--- MATERIALS PROVIDED ---

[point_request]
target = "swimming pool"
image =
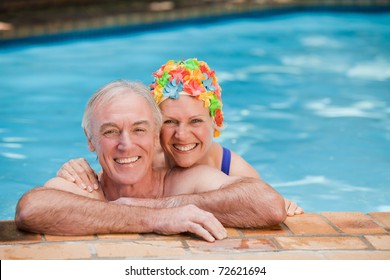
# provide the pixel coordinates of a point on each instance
(306, 101)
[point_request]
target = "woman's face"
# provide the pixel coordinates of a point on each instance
(187, 131)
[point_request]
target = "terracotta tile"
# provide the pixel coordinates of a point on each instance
(233, 232)
(58, 238)
(357, 255)
(280, 255)
(228, 245)
(274, 230)
(45, 251)
(309, 223)
(354, 222)
(155, 236)
(121, 236)
(9, 234)
(380, 242)
(321, 243)
(140, 249)
(382, 217)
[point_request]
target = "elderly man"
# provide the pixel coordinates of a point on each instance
(122, 126)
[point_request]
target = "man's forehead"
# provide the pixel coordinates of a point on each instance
(131, 109)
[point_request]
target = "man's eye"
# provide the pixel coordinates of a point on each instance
(169, 122)
(110, 132)
(196, 121)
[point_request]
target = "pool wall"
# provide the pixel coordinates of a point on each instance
(36, 21)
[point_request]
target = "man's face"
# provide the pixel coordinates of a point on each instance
(124, 138)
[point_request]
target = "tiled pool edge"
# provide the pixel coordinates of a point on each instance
(317, 236)
(152, 19)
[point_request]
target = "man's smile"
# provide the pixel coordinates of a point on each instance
(127, 160)
(185, 148)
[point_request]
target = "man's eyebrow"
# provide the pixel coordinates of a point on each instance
(111, 124)
(105, 125)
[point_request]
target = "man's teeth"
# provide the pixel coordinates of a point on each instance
(126, 160)
(185, 148)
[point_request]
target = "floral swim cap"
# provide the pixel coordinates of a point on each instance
(189, 77)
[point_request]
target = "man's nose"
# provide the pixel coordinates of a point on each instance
(125, 141)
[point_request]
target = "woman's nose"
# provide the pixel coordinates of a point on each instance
(181, 131)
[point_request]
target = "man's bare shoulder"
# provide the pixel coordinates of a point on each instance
(64, 185)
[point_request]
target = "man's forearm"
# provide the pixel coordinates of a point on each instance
(247, 202)
(57, 212)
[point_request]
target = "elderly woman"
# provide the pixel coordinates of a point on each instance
(189, 96)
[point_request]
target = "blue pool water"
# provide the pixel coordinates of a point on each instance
(306, 101)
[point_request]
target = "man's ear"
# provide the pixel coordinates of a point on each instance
(90, 145)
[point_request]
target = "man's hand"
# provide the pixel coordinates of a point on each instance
(78, 171)
(292, 208)
(192, 219)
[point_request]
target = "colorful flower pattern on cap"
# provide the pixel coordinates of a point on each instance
(193, 77)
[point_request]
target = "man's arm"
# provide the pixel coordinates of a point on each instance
(54, 211)
(234, 201)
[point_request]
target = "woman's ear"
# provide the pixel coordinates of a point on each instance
(90, 145)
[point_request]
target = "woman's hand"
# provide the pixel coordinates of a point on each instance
(292, 208)
(78, 171)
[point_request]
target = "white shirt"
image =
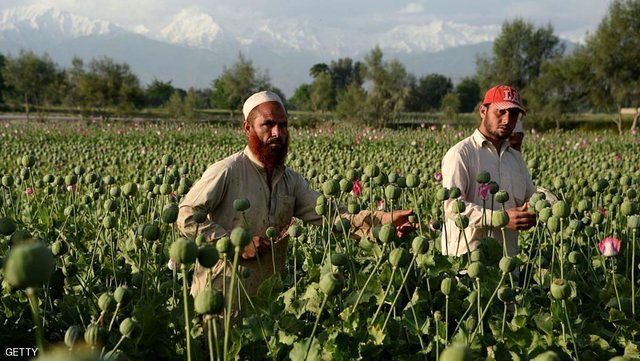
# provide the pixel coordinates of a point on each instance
(460, 166)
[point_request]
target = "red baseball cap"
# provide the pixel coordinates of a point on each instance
(504, 97)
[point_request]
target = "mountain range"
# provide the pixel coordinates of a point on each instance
(193, 48)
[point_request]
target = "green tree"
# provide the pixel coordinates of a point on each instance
(469, 94)
(427, 93)
(237, 83)
(32, 80)
(351, 103)
(450, 106)
(613, 52)
(389, 88)
(105, 86)
(518, 54)
(322, 94)
(301, 99)
(158, 92)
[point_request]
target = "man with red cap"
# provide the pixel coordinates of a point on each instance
(488, 150)
(276, 193)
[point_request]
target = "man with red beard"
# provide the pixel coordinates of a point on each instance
(276, 194)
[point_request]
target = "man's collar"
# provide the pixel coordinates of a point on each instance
(259, 165)
(480, 140)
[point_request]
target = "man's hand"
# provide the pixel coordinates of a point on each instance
(520, 218)
(400, 220)
(259, 244)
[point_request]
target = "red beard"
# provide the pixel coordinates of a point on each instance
(270, 156)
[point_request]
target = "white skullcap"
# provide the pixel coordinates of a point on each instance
(259, 98)
(518, 128)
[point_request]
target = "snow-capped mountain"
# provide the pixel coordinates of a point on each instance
(435, 36)
(191, 27)
(37, 21)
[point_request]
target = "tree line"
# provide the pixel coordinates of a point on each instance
(601, 75)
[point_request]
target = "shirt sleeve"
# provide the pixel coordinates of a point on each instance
(206, 194)
(455, 174)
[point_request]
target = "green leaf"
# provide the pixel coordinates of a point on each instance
(544, 322)
(299, 351)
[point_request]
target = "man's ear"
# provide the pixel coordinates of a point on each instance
(246, 125)
(483, 111)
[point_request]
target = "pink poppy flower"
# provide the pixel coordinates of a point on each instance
(609, 246)
(357, 188)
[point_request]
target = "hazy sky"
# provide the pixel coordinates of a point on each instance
(570, 18)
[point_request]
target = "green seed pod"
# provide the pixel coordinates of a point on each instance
(574, 257)
(95, 335)
(483, 177)
(392, 192)
(371, 171)
(387, 233)
(29, 265)
(72, 334)
(628, 208)
(271, 233)
(584, 205)
(208, 256)
(151, 232)
(110, 205)
(545, 214)
(499, 219)
(412, 180)
(476, 256)
(462, 221)
(28, 160)
(420, 245)
(59, 248)
(442, 194)
(240, 237)
(339, 259)
(106, 302)
(345, 185)
(122, 295)
(502, 197)
(475, 269)
(209, 301)
(167, 160)
(184, 251)
(553, 223)
(199, 216)
(506, 294)
(507, 264)
(330, 188)
(331, 284)
(7, 226)
(170, 213)
(560, 290)
(458, 206)
(561, 210)
(128, 327)
(445, 286)
(241, 205)
(399, 257)
(456, 352)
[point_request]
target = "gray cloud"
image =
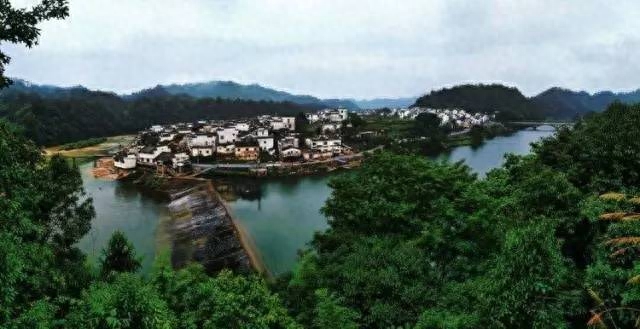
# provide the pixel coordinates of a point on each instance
(338, 48)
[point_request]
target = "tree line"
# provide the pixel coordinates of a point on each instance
(82, 114)
(549, 240)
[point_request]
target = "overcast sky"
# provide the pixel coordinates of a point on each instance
(341, 48)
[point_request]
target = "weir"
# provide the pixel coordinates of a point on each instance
(202, 230)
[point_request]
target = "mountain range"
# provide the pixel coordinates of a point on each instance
(53, 115)
(554, 103)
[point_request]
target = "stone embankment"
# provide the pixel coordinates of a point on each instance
(202, 229)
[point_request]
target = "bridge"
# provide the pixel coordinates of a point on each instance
(535, 124)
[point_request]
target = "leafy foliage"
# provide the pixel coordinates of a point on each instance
(601, 153)
(79, 114)
(119, 256)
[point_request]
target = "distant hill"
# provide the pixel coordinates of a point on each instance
(567, 104)
(554, 103)
(52, 115)
(379, 103)
(508, 101)
(233, 90)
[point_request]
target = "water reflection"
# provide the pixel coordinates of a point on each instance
(121, 206)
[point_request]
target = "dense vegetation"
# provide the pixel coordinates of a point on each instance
(255, 92)
(554, 103)
(417, 243)
(76, 114)
(567, 104)
(507, 101)
(412, 243)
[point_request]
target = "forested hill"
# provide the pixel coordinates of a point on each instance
(508, 101)
(554, 103)
(565, 103)
(52, 115)
(233, 90)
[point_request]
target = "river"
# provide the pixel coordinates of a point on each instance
(280, 215)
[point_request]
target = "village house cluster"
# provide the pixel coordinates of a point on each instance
(455, 117)
(265, 138)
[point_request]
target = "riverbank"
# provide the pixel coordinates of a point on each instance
(201, 228)
(103, 149)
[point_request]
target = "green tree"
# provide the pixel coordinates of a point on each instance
(119, 256)
(428, 125)
(599, 154)
(329, 313)
(127, 302)
(43, 214)
(19, 26)
(529, 284)
(223, 301)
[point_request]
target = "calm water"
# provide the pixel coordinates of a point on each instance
(121, 206)
(490, 155)
(281, 215)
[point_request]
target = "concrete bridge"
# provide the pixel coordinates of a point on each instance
(535, 124)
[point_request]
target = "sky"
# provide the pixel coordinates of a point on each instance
(338, 48)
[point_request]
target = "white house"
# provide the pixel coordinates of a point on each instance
(278, 124)
(265, 143)
(226, 149)
(331, 127)
(313, 117)
(167, 137)
(227, 135)
(203, 151)
(148, 155)
(324, 144)
(291, 153)
(242, 126)
(124, 161)
(290, 123)
(202, 140)
(288, 142)
(262, 132)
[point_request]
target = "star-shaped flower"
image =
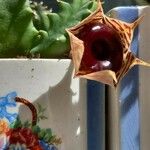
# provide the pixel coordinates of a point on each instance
(100, 47)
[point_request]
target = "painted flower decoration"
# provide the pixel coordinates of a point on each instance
(18, 135)
(100, 47)
(3, 141)
(6, 102)
(23, 138)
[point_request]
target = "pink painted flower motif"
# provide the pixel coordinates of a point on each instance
(3, 141)
(24, 137)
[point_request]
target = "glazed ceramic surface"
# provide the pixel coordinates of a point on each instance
(72, 105)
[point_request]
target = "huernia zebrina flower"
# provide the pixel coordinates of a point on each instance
(100, 47)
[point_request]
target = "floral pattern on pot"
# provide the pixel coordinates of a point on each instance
(18, 135)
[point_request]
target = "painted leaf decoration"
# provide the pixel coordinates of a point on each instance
(100, 47)
(16, 28)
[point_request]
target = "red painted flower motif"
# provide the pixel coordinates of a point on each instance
(24, 136)
(100, 48)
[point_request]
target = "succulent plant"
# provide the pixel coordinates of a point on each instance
(54, 41)
(29, 29)
(17, 33)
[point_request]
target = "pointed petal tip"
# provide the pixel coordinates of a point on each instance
(141, 62)
(136, 22)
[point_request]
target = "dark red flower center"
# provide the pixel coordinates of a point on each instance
(103, 49)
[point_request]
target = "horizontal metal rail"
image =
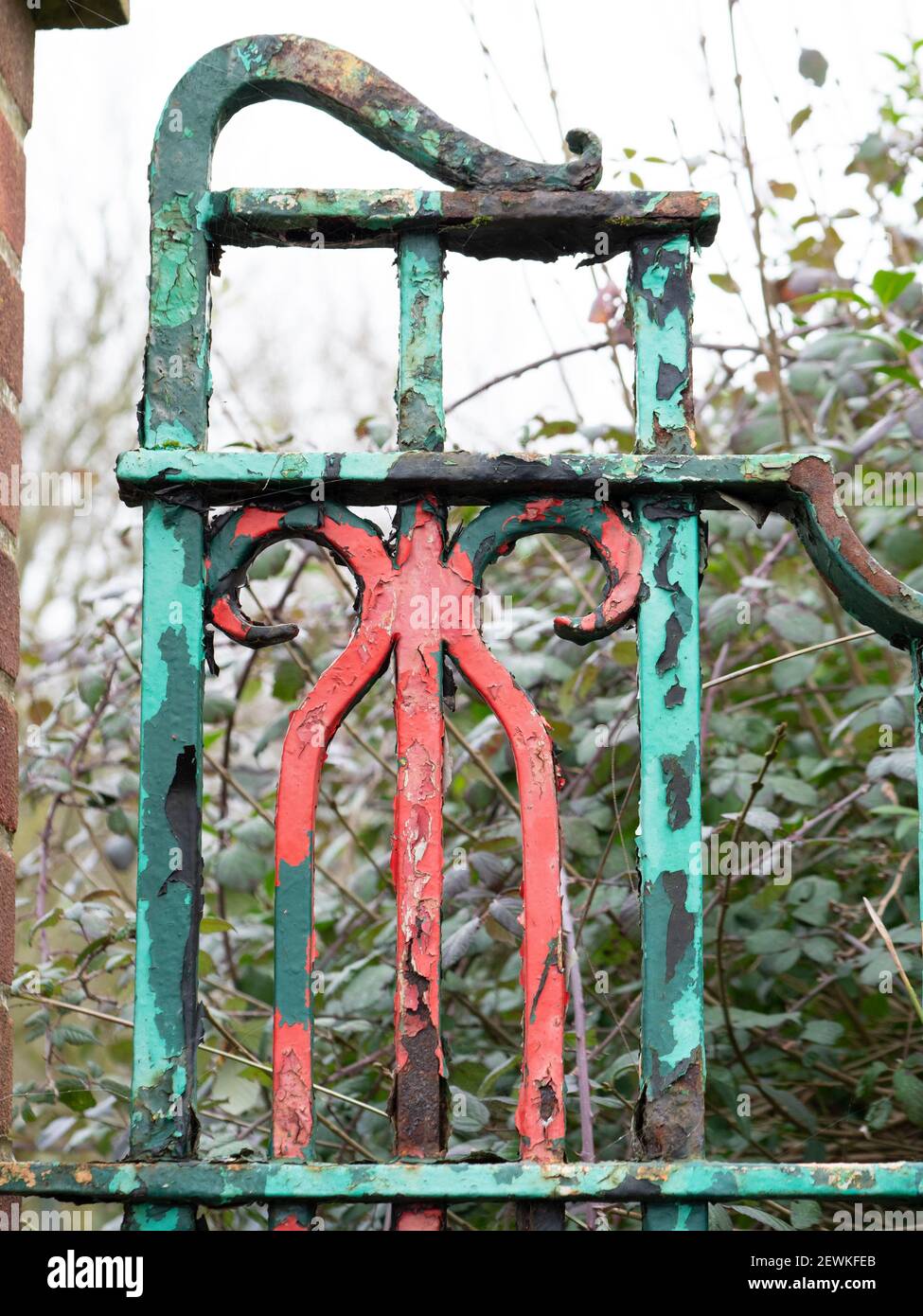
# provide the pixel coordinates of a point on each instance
(801, 487)
(538, 225)
(371, 478)
(236, 1182)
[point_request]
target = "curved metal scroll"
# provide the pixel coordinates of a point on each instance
(418, 604)
(242, 73)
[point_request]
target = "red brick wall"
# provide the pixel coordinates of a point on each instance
(16, 67)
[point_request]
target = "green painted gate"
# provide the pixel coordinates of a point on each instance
(637, 513)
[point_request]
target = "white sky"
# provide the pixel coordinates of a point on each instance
(323, 327)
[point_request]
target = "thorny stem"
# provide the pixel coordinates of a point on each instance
(778, 736)
(785, 398)
(212, 1050)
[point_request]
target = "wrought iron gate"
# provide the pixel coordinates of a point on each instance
(639, 516)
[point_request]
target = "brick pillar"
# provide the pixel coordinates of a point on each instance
(17, 37)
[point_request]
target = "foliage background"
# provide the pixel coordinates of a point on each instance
(829, 357)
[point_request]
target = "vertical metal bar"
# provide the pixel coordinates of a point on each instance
(669, 1117)
(418, 395)
(916, 657)
(420, 1110)
(174, 414)
(166, 1011)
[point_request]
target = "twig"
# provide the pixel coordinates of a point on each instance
(212, 1050)
(892, 951)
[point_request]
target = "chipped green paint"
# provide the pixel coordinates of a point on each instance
(669, 1116)
(501, 206)
(418, 395)
(293, 935)
(225, 1183)
(660, 299)
(174, 283)
(916, 660)
(484, 223)
(166, 1016)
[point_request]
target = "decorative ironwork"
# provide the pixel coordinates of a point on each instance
(637, 513)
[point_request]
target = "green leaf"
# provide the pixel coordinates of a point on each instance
(70, 1035)
(879, 1113)
(825, 1032)
(763, 1218)
(812, 66)
(90, 685)
(289, 681)
(216, 925)
(909, 1095)
(77, 1099)
(269, 563)
(806, 1215)
(799, 120)
(888, 284)
(240, 867)
(797, 624)
(768, 942)
(726, 282)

---

● PROBLEM
Gather every line of the material above that contains the string "flower", and copy each one in full. Case counts when matching.

● RESULT OF THE EXERCISE
target = "colorful flower pattern on cap"
target = "pink poppy flower"
target = "star-shaped flower"
target = "painted flower decoration"
target = "pink painted flower motif"
target = "huernia zebrina flower"
target = "red painted flower motif"
target = "dark red flower center"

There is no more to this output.